What this task involves
Only the lines below from the one that holds "Where can you see the bell" through the one that holds "Where can you see the front" should appear in the answer, copied exactly, end lines included and pictures omitted.

Provided material
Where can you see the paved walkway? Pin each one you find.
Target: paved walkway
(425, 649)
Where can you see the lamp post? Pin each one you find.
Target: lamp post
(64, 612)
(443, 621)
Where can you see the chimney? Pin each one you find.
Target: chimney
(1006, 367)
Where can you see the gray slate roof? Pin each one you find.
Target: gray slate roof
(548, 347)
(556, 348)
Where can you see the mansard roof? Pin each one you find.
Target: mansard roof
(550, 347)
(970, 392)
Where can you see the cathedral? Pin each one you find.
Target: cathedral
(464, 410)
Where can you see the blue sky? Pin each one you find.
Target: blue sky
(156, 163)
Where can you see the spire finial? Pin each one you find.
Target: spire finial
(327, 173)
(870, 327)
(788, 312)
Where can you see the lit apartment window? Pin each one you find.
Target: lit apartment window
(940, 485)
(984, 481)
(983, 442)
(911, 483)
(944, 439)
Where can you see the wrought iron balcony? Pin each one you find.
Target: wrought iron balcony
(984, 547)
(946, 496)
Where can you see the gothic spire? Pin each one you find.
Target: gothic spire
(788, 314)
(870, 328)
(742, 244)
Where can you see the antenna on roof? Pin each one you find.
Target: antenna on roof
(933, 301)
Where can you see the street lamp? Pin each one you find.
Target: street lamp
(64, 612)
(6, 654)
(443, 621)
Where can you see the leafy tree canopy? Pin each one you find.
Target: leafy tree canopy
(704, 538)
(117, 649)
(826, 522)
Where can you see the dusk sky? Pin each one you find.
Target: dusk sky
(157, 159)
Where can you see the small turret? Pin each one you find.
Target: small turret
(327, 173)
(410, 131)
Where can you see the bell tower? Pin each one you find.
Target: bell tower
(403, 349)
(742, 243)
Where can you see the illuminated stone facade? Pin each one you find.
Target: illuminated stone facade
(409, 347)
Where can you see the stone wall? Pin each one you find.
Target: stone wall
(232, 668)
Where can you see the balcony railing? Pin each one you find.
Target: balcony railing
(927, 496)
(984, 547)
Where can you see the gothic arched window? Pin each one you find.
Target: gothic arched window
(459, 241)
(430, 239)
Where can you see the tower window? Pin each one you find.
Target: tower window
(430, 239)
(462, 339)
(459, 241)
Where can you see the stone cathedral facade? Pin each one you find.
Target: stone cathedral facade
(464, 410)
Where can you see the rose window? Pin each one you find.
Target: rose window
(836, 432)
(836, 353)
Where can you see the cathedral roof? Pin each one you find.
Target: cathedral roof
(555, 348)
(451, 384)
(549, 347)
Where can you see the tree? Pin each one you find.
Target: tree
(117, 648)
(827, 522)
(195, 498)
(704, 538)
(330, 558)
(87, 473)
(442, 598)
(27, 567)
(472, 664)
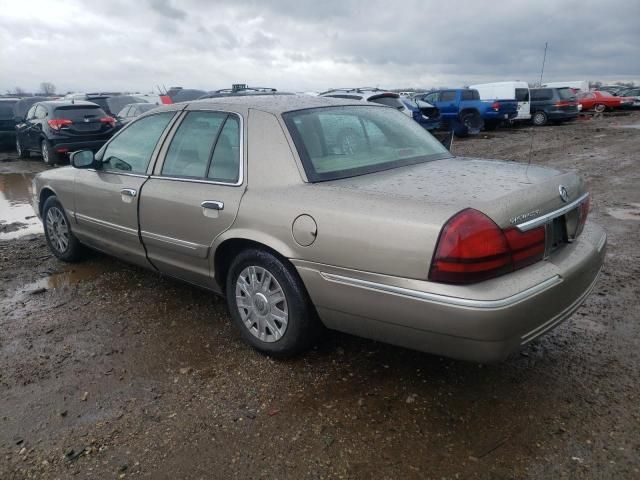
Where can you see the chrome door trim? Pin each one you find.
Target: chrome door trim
(194, 180)
(537, 222)
(172, 241)
(444, 299)
(109, 225)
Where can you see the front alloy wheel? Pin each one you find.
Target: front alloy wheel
(269, 304)
(57, 229)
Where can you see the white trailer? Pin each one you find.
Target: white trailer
(515, 90)
(582, 85)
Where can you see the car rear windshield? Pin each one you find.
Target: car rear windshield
(566, 94)
(77, 113)
(388, 100)
(341, 142)
(470, 95)
(6, 108)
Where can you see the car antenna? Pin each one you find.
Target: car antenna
(544, 59)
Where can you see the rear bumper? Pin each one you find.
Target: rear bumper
(483, 322)
(561, 115)
(72, 146)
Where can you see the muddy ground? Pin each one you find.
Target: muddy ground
(110, 371)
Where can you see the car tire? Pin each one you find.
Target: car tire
(270, 305)
(490, 125)
(22, 153)
(49, 156)
(539, 119)
(57, 231)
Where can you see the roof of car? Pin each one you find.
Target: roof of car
(274, 103)
(64, 103)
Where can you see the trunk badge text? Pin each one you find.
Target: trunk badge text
(564, 194)
(524, 216)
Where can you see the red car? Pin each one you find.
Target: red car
(601, 101)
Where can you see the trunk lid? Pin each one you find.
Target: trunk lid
(508, 192)
(86, 120)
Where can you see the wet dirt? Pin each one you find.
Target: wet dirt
(107, 370)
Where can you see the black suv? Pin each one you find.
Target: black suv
(553, 104)
(58, 127)
(7, 122)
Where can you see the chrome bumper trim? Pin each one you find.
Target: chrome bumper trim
(536, 222)
(562, 316)
(444, 299)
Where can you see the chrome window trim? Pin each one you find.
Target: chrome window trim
(193, 180)
(445, 299)
(116, 172)
(537, 222)
(102, 223)
(162, 155)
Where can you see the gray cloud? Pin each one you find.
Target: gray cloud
(302, 45)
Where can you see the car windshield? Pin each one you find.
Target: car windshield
(77, 113)
(566, 94)
(341, 142)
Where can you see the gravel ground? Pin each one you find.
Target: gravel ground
(110, 371)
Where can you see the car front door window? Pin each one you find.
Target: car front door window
(130, 152)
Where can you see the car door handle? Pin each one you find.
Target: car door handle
(128, 194)
(212, 205)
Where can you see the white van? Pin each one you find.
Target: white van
(582, 85)
(507, 91)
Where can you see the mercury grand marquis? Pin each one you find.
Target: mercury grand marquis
(310, 212)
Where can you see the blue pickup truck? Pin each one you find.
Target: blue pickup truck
(463, 112)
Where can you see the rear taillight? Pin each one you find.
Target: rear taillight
(108, 120)
(58, 123)
(583, 212)
(472, 248)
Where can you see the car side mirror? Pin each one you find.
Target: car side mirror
(83, 159)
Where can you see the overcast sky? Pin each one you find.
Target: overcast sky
(310, 45)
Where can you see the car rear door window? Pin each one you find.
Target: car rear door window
(131, 150)
(470, 95)
(522, 94)
(192, 146)
(41, 112)
(448, 96)
(225, 164)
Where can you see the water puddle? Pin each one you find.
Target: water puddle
(83, 272)
(17, 217)
(632, 213)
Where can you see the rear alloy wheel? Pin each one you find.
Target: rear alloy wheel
(20, 151)
(57, 231)
(539, 119)
(270, 305)
(49, 156)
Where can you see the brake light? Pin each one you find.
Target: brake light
(583, 212)
(58, 123)
(472, 248)
(110, 120)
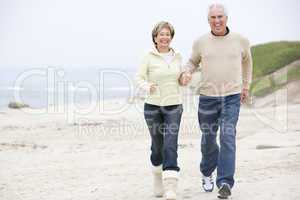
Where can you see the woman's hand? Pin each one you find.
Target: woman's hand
(185, 78)
(153, 88)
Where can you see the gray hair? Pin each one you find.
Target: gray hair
(217, 5)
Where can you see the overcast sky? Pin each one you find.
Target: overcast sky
(115, 33)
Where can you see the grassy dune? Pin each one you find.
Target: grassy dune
(269, 58)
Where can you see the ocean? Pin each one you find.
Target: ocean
(43, 86)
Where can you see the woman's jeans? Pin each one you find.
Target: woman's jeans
(219, 113)
(163, 123)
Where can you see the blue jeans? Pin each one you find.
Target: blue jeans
(219, 113)
(163, 123)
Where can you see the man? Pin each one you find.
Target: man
(226, 67)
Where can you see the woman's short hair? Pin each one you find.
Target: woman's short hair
(159, 26)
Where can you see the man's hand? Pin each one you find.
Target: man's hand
(185, 78)
(244, 95)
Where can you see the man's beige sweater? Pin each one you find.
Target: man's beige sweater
(225, 63)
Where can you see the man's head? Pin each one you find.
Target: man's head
(217, 18)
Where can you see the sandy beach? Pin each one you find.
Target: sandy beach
(97, 155)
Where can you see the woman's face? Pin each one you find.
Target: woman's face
(163, 38)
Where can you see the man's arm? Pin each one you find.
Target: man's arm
(191, 65)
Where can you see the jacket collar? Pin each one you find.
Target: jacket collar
(154, 51)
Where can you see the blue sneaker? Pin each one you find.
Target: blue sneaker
(207, 183)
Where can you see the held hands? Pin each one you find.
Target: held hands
(244, 95)
(153, 88)
(185, 78)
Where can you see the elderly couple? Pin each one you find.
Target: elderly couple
(226, 67)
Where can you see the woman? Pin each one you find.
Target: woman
(159, 74)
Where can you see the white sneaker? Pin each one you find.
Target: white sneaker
(207, 183)
(157, 181)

Reply
Where can you see the bell tower? Pin each one you find.
Target: bell tower
(403, 349)
(742, 243)
Where can you see the illuminated stone facade? Pin each one you find.
Target: illuminated stone facade
(409, 347)
Where can you see the stone wall? Pin each one you find.
Target: stone wall
(232, 668)
Where can you see the balcony railing? Pin each one you find.
Target: balcony railing
(927, 496)
(984, 547)
Where can you see the gothic arched window? Pin each one you find.
Target: gothic arched window
(459, 241)
(430, 239)
Where can you see the tower window? Pin each one you find.
Target: tower window
(430, 239)
(462, 339)
(459, 241)
Where can you see the stone cathedral facade? Pin each one you find.
Target: stone cathedral facade
(464, 410)
Where can you see the rose window? Pin each one you find.
Target: rose window
(836, 432)
(836, 353)
Where can you see the cathedral roof? Pin each one you find.
Target: cathedral roof
(555, 348)
(451, 384)
(549, 347)
Where can you see the tree? Pin each one you find.
Target: tree
(117, 648)
(827, 522)
(195, 498)
(704, 538)
(330, 558)
(87, 473)
(442, 598)
(27, 567)
(472, 664)
Where can you see the chrome door trim? Pin each one you find.
Target: chrome door trim
(194, 180)
(537, 222)
(172, 241)
(444, 299)
(109, 225)
Where can you see the front alloy wheel? Pin each one you find.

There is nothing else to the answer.